Start of Exercise passage

I'd be happy to discuss specific examples of the "pre computer forms", if you provide some.

[0]: https://news.ycombinator.com/item?id=48083805

What's the human form of a video game ?
To do things that a human could have done in theory, but did not do because it would have been too expensive.
To do new things no number of humans can do
No one is taking away programming as a hobby from you :)
There are software components out there that are the backbone of our industry, and they are not governed by multibillion dollar companies. Linux, postgres, HTTP, TCP/IP, qemu,…

It’s not that anthropic/google/openai/etc are unavoidable

> they are not governed by multibillion dollar companies

Every tech you mentioned is absolutely governed by multibillion dollar companies. Something like 75-85% of OSS code is contributed by employees doing their day job. Most Linux and Postgres contributions come from those same employees. HTTP and TCP/IP are managed by standard bodies and industry working groups that, you guessed it, are governed by multibillion dollar companies. Red Hat and IBM are responsible for 40-60% of contributions to Qemu.

End of Exercise passage
Start of Records

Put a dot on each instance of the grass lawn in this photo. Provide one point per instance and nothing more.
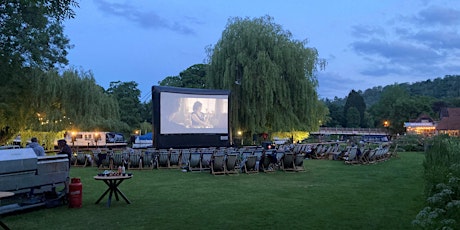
(329, 195)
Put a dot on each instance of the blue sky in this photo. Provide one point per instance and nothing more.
(366, 43)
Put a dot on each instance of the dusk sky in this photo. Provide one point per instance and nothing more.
(366, 43)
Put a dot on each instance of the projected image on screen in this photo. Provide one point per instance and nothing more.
(190, 113)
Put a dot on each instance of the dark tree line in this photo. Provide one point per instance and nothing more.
(397, 103)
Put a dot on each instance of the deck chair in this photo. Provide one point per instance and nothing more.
(230, 163)
(163, 159)
(258, 153)
(279, 157)
(185, 158)
(362, 159)
(218, 164)
(194, 163)
(135, 161)
(174, 158)
(250, 164)
(81, 159)
(267, 163)
(351, 157)
(298, 162)
(287, 162)
(148, 161)
(117, 159)
(205, 163)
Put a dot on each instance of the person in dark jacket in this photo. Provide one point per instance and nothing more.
(38, 149)
(65, 149)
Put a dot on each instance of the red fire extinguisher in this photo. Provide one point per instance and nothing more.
(75, 193)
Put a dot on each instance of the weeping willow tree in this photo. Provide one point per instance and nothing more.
(271, 77)
(52, 102)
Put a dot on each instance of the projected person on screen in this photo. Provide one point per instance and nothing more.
(199, 118)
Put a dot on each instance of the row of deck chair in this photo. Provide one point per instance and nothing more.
(112, 159)
(368, 156)
(230, 160)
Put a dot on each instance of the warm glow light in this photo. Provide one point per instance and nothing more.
(386, 124)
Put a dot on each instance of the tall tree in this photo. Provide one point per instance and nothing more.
(31, 39)
(127, 96)
(271, 77)
(32, 33)
(193, 77)
(355, 100)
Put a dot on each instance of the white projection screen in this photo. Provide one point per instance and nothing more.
(186, 117)
(179, 113)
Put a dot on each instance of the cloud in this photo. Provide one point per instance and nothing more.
(337, 84)
(438, 39)
(399, 51)
(437, 15)
(146, 19)
(367, 30)
(428, 42)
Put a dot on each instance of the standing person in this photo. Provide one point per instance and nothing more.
(38, 149)
(65, 149)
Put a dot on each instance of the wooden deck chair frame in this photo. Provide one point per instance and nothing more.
(287, 162)
(149, 159)
(250, 165)
(205, 163)
(174, 158)
(195, 161)
(163, 159)
(351, 158)
(81, 160)
(135, 161)
(231, 162)
(299, 162)
(218, 164)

End of Records

(What you should do): According to the comment thread above, which two companies are responsible for 40-60% of contributions to Qemu?

(Solved exercise): Red Hat and IBM.